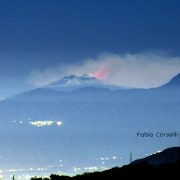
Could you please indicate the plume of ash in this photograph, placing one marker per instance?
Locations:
(143, 70)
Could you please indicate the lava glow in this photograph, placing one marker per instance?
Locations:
(101, 73)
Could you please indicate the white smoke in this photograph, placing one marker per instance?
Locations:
(143, 70)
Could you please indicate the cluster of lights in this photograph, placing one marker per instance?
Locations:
(41, 123)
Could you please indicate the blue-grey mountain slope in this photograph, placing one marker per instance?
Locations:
(96, 120)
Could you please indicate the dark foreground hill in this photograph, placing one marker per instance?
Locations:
(139, 169)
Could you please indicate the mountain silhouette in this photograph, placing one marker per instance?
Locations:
(94, 120)
(140, 169)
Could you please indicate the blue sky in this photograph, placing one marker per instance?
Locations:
(36, 35)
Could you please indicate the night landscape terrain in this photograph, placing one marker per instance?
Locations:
(165, 164)
(89, 88)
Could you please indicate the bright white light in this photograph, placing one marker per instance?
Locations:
(76, 169)
(114, 157)
(45, 123)
(59, 123)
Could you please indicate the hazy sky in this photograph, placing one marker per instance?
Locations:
(40, 36)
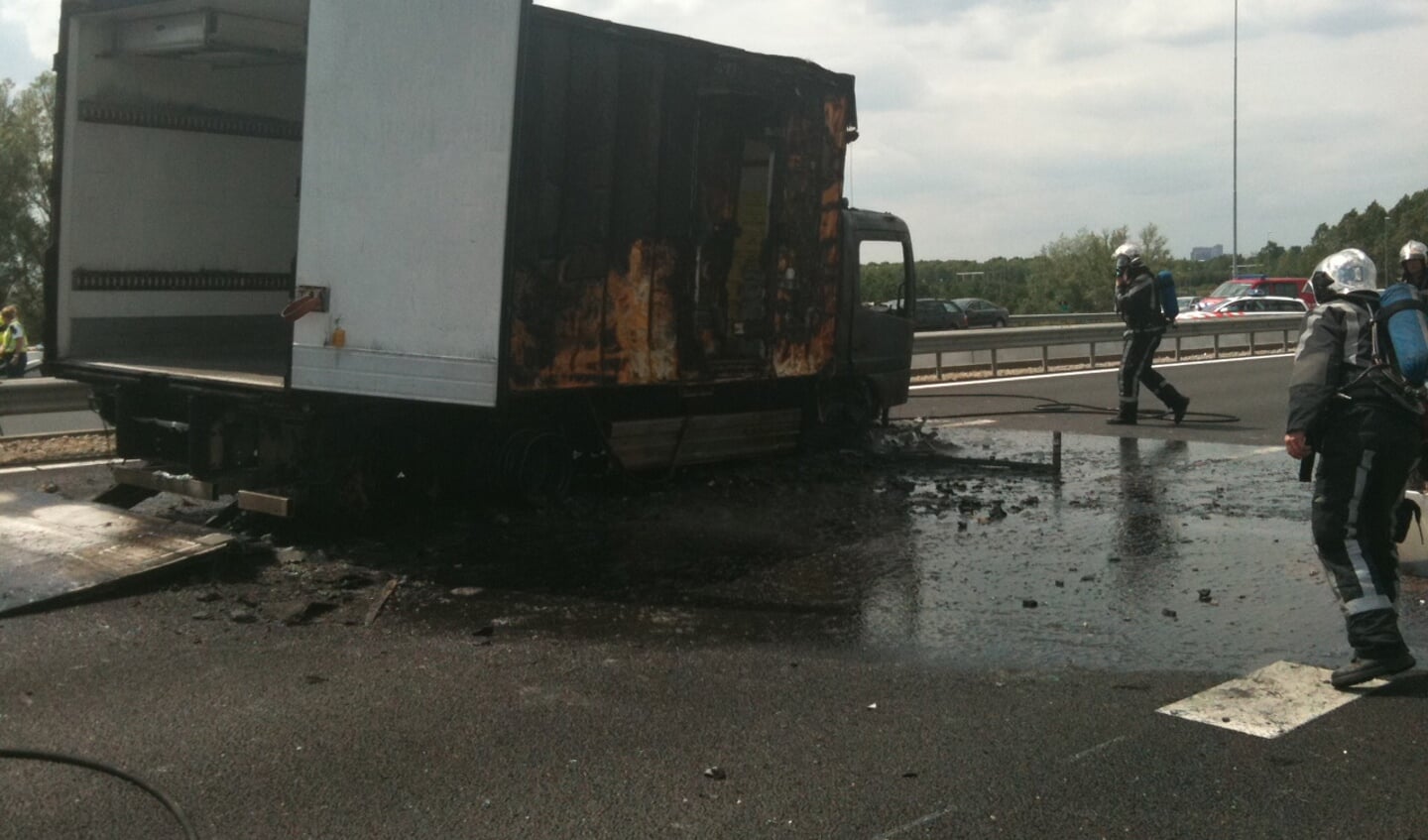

● **WORK INSTRUCTIONS**: Write out exactly the lines above from the line with "Could you please indicate the lava" through the line with "Could you please indicate the dark", both of them included, and leave out all other lines.

● **EXERCISE OUTPUT**:
Could you please indicate the lava glow in this photograph, placing one marker per instance?
Locations:
(101, 73)
Could you please indicate the white smoke in this photograph, placing one marker per instance?
Locations:
(143, 70)
Could you please indicate the cluster of lights in this photograph, placing one marker per instance?
Locations:
(41, 123)
Could you please indicate the blue-grey mountain slope in this photograph, placing one marker per instance?
Locations:
(96, 120)
Could you please indicate the dark foreground hill in this photograph, placing one marker per instance?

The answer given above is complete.